DIRECTIONS
1. Which distinct big-O expressions appear anywhere in the merge sort thread? List every one.
2. Reproduce word for word the passage of the merge sort thread that opens at the words "The rest of" and ends after the words "O(N.log(N)) time complexity.".
3. In the merge sort thread, what change to the comparison operator is needed for a stable sort?

[start of ARTICLE]

Mergesort 的这个合并函数需要 O(1) 空间还是 O(n) 空间？

Question

private ListNode merge(ListNode list1, ListNode list2) {
    ListNode dummy = new ListNode(0);
    ListNode curr = dummy;
    while (list1 != null && list2 != null) {
        if (list1.val < list2.val) {
            curr.next = list1;
            list1 = list1.next;
        } else {
            curr.next = list2;
            list2 = list2.next;
        }
        curr = curr.next;
    }
    if (list1 == null) {
        curr.next = list2;
    } else {
        curr.next = list1;
    }
    return dummy.next;
}

Here I believe due to " curr" node it takes O(n) space as curr node would gradually contain complete linked list.

Answer 1

This merge function uses O(1) space. Aside from the local variables which have a constant size, it only allocates a single ListNode in ListNode dummy = new ListNode(0);

The rest of the function just changes the next members of the list elements pointed to by list1 and list2 .

It is possible to modify the function to not even allocate a single extra object by writing an initial test to select the initial node of the resulting list.

Combining this function with a top down recursive approach or a bottom up iterative one yields a sorting algorithm with an O(log(N)) space complexity and a O(N.log(N)) time complexity.

To achieve stable sort, the comparison operator should be changed to <= .

Here is a modified version without any allocation:

private ListNode merge(ListNode list1, ListNode list2) {
    Listnode head, curr;
    if (list1 == null)
        return list2;
    if (list2 == null)
        return list1;
    if (list1.val <= list2.val) {
        curr = head = list1;
        list1 = list1.next;
    } else {
        curr = head = list2;
        list2 = list2.next;
    }
    while (list1 != null && list2 != null) {
        if (list1.val <= list2.val) {
            curr = curr.next = list1;
            list1 = list1.next;
        } else {
            curr = curr.next = list2;
            list2 = list2.next;
        }
    }
    curr.next = (list1 != null) ? list1 : list2;
    return head;
}

Here is a modified version with fewer tests in most cases:

private ListNode merge(ListNode list1, ListNode list2) {
    Listnode head, curr;
    if (list1 == null)
        return list2;
    if (list2 == null)
        return list1;
    if (list1.val <= list2.val) {
        curr = head = list1;
        list1 = list1.next;
        if (list1 == null) {
            curr.next = list2;
            return head;
        }
    } else {
        curr = head = list2;
        list2 = list2.next;
        if (list2 == null) {
            curr.next = list1;
            return head;
        }
    }
    for (;;) {
        if (list1.val <= list2.val) {
            curr = curr.next = list1;
            list1 = list1.next;
            if (list1 == null) {
                curr.next = list2;
                return head;
            }
        } else {
            curr = curr.next = list2;
            list2 = list2.next;
            if (list2 == null) {
                curr.next = list1;
                return head;
            }
        }
    }
}

In C or C++, the original code can be changed to avoid allocation with pointers:

static ListNode *merge(ListNode *list1, ListNode *list2) {
    ListNode *head = NULL;
    ListNode **nextp = &head;
    while (list1 && list2) {
        if (list1->val <= list2->val) {
            *nextp = list1;
            nextp = &list1->next;
            list1 = list1->next;
        } else {
            *nextp = list2;
            nextp = &list2->next;
            list2 = list2->next;
        }
    }
    *nextp = list1 ? list1 : list2;
    return head;
}

[end of ARTICLE]
[start of RECORDED INFORMATION]

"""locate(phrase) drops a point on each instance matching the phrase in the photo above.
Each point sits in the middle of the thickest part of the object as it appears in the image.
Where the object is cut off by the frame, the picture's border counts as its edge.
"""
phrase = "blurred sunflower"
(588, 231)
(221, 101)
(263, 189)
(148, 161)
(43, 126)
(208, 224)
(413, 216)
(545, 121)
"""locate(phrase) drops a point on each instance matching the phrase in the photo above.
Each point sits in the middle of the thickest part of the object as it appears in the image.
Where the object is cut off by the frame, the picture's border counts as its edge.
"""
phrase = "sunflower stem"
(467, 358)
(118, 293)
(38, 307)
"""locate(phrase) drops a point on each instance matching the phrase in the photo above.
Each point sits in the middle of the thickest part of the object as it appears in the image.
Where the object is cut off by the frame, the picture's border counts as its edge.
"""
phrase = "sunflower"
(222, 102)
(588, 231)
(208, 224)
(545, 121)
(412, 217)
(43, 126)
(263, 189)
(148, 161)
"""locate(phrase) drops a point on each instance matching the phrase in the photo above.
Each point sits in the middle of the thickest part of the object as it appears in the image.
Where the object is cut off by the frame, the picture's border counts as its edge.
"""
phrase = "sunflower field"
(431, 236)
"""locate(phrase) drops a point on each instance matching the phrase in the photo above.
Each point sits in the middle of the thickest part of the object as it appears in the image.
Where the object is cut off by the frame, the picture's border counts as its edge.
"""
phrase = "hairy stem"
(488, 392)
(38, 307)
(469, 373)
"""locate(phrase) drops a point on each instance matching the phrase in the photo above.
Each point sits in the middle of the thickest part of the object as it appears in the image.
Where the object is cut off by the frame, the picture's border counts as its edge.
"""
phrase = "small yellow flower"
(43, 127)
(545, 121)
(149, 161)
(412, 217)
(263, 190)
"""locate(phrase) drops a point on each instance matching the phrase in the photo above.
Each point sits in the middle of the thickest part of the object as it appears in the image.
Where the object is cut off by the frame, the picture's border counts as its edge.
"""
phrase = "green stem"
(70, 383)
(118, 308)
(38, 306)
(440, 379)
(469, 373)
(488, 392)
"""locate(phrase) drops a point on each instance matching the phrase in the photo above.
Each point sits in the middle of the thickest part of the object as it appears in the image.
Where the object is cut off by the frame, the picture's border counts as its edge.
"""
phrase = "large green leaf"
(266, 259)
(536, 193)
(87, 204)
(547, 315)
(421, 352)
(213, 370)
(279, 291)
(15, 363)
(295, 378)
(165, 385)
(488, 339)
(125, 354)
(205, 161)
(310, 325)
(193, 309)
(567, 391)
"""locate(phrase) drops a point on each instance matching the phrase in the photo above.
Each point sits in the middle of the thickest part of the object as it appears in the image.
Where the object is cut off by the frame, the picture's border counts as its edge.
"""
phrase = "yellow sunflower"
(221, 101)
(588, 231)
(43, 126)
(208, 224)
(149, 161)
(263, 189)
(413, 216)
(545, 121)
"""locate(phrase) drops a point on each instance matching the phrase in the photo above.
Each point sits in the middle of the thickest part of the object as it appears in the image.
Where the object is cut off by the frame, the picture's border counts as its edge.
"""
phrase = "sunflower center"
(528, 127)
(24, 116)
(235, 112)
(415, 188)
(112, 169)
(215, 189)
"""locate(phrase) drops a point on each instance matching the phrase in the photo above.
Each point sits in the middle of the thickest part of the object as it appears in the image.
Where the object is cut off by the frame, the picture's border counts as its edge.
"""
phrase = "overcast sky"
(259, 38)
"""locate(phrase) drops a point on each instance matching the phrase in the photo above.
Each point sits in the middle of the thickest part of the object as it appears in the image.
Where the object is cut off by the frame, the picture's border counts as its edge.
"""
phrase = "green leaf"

[end of RECORDED INFORMATION]

SOLUTIONS FOR EACH TASK
1. O(1), O(n), O(log(N)), O(N.log(N))

2.
The rest of the function just changes the next members of the list elements pointed to by list1 and list2 .

It is possible to modify the function to not even allocate a single extra object by writing an initial test to select the initial node of the resulting list.

Combining this function with a top down recursive approach or a bottom up iterative one yields a sorting algorithm with an O(log(N)) space complexity and a O(N.log(N)) time complexity.

3. The comparison operator should be changed to <=.